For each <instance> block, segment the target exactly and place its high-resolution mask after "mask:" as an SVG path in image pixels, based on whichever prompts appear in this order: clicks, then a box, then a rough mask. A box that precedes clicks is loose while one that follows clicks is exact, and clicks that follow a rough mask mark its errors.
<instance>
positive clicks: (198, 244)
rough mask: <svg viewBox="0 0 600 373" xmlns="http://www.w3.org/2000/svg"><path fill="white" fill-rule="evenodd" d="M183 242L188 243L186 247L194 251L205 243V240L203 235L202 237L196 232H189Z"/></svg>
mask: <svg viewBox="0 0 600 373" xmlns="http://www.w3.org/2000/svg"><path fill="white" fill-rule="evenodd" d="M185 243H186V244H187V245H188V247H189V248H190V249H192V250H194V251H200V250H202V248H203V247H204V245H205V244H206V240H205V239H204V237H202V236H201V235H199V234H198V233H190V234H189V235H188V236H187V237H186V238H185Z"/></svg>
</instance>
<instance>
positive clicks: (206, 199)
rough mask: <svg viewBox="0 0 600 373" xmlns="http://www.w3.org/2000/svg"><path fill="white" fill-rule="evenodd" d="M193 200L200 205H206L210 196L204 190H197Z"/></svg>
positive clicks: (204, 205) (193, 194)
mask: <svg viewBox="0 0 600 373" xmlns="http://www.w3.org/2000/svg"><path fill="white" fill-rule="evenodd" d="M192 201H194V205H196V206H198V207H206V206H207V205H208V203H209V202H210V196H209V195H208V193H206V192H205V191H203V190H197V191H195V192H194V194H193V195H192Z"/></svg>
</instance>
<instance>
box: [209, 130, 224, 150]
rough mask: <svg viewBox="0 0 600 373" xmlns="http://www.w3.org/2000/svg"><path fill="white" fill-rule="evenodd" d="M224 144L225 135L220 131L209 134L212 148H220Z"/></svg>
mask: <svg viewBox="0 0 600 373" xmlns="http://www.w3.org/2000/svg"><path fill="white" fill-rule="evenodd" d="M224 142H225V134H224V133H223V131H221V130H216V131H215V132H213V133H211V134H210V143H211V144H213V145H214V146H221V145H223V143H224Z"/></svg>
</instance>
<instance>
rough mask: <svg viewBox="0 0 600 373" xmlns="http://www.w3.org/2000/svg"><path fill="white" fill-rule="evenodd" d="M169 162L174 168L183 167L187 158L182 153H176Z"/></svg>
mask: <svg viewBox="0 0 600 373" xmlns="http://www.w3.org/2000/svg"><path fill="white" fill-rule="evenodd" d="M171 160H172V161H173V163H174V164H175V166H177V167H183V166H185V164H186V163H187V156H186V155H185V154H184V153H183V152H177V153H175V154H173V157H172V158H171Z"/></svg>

=====

> GOAL OF THE EXERCISE
Please write out all of the entries above again, swapping every "rough mask" for "coarse mask" and keeping everything else the same.

> FINISHED TASK
For each <instance> block, segment the target exactly and place its high-resolution mask after "mask:" as an SVG path in image pixels, based on whichever prompts appear in this order: clicks, then a box, then a coarse mask. A box that precedes clicks is loose while one that follows clicks is exact, and clicks that follow a coarse mask mark its errors.
<instance>
positive clicks: (198, 244)
coarse mask: <svg viewBox="0 0 600 373" xmlns="http://www.w3.org/2000/svg"><path fill="white" fill-rule="evenodd" d="M183 242L188 243L186 247L194 251L205 243V240L203 235L202 237L196 232H189Z"/></svg>
mask: <svg viewBox="0 0 600 373" xmlns="http://www.w3.org/2000/svg"><path fill="white" fill-rule="evenodd" d="M185 243H186V244H187V245H188V247H189V248H190V249H192V250H194V251H200V250H202V248H203V247H204V245H205V244H206V240H205V239H204V237H202V236H201V235H199V234H198V233H190V234H189V235H188V236H187V237H186V238H185Z"/></svg>
</instance>
<instance>
positive clicks: (206, 199)
coarse mask: <svg viewBox="0 0 600 373" xmlns="http://www.w3.org/2000/svg"><path fill="white" fill-rule="evenodd" d="M193 200L200 205H206L210 196L204 190H197Z"/></svg>
positive clicks: (204, 205) (193, 194)
mask: <svg viewBox="0 0 600 373" xmlns="http://www.w3.org/2000/svg"><path fill="white" fill-rule="evenodd" d="M192 201H194V205H196V206H198V207H206V206H207V205H208V203H209V202H210V196H209V195H208V193H206V192H205V191H203V190H197V191H195V192H194V194H193V195H192Z"/></svg>
</instance>
<instance>
box: [209, 130, 224, 150]
coarse mask: <svg viewBox="0 0 600 373" xmlns="http://www.w3.org/2000/svg"><path fill="white" fill-rule="evenodd" d="M224 144L225 135L220 131L209 134L212 148H220Z"/></svg>
mask: <svg viewBox="0 0 600 373" xmlns="http://www.w3.org/2000/svg"><path fill="white" fill-rule="evenodd" d="M224 142H225V134H224V133H223V131H221V130H216V131H215V132H213V133H211V134H210V143H211V144H213V145H214V146H221V145H223V143H224Z"/></svg>
</instance>
<instance>
coarse mask: <svg viewBox="0 0 600 373" xmlns="http://www.w3.org/2000/svg"><path fill="white" fill-rule="evenodd" d="M169 162L174 168L183 167L187 158L182 153H176Z"/></svg>
mask: <svg viewBox="0 0 600 373" xmlns="http://www.w3.org/2000/svg"><path fill="white" fill-rule="evenodd" d="M171 160H172V161H173V163H174V164H175V166H177V167H183V166H185V164H186V163H187V156H186V155H185V154H184V153H183V152H177V153H175V154H173V157H172V158H171Z"/></svg>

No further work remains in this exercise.